__WHAT THE TASK REQUIRES__.
Give back the lines of the records exactly, starting at the first and ending at the one with "of the asphalt".

Top of RECORDS FOR PROCESSING

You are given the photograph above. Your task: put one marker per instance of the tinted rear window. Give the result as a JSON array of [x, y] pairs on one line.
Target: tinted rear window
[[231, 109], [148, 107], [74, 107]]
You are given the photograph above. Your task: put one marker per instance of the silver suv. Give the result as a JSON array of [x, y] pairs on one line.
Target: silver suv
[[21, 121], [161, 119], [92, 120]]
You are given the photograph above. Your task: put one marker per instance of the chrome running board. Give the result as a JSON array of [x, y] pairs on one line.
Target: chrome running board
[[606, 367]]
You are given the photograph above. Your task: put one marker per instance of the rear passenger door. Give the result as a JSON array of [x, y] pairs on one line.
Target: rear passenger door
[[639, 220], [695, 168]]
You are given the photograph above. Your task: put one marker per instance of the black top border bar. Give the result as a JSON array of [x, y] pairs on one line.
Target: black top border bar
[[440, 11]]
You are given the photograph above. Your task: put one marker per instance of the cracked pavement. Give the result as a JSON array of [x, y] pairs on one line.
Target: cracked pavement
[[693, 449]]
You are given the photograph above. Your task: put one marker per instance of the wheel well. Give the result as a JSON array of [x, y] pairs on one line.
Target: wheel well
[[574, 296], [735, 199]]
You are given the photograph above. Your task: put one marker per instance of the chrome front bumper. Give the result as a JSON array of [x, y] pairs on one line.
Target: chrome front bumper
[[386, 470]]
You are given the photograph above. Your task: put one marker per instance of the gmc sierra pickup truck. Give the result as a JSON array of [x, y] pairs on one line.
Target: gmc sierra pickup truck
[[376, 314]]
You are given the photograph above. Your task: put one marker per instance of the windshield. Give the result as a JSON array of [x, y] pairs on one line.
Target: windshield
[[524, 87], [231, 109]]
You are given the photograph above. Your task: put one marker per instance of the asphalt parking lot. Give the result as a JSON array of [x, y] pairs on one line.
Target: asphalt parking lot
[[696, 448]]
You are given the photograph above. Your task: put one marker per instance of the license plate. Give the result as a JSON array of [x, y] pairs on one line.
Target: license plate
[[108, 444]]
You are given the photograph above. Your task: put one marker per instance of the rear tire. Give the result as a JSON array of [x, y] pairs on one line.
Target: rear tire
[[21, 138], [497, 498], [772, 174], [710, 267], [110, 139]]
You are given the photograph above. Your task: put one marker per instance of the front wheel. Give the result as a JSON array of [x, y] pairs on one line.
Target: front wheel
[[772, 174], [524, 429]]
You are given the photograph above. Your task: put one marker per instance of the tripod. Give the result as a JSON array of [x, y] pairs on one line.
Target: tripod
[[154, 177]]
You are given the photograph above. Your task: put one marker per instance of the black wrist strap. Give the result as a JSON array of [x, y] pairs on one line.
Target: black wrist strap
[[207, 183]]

Bottom of RECORDS FOR PROCESSING

__OUTPUT OF THE EXERCISE__.
You are given the photograph above. Your task: put one marker per instance of the tinted rear window. Give the result as a JSON array of [x, y] pairs on one line.
Target: tinted rear window
[[231, 109], [148, 107], [74, 107]]
You are given the photograph above. Your task: put one marker per instance of the silver suv. Give the result as a JSON array of [x, y] pairs on one line.
Target: silver suv
[[21, 121], [161, 119], [92, 120]]
You are given the photograph above. Your task: put one marker per instance of the chrome running board. Give the result as a JSON array of [x, y] pairs on one line.
Target: chrome running board
[[606, 367]]
You are given the photograph above. Your task: put one marker per instance of the rear passenger door. Give the result as a JSON array of [x, y] pairs on one line.
Target: rear passenger door
[[639, 220], [695, 168]]
You are given the photograph above. Your task: put one marker per instance of the black top border bar. Give the result as a JSON array of [x, y] pairs on one line.
Target: black top border bar
[[440, 11]]
You are given the photograph above. Your task: put one marker per instance of the cracked pavement. Give the result as a JSON array of [x, y] pairs on one line.
Target: cracked pavement
[[693, 449]]
You are given the photograph above. Your task: put one marker per instance of the wheel well. Give the result as a JSON array of [x, y] pairs on one line.
Target: wheel well
[[574, 296], [735, 199]]
You are given the photograph above. Your task: put one marker per instance of the chrome front bumper. Give the result as a JSON array of [x, y] pairs on one line.
Target: chrome front bumper
[[386, 470]]
You are given the photograph above. Your task: put one marker per instance of the gmc sierra pickup truck. Give the result as a JSON array of [x, y] pairs on one line.
Target: gmc sierra pickup truck
[[376, 314]]
You are given the photograph above. Your task: put one marker per instance of the windshield. Give the result as a JSON array of [x, y] pairs on one line.
Target: windshield
[[524, 87], [231, 109]]
You are given the photograph above. Your task: put one marker per instance of the asphalt parking lot. Give the result as a JSON array of [x, y] pairs on one line.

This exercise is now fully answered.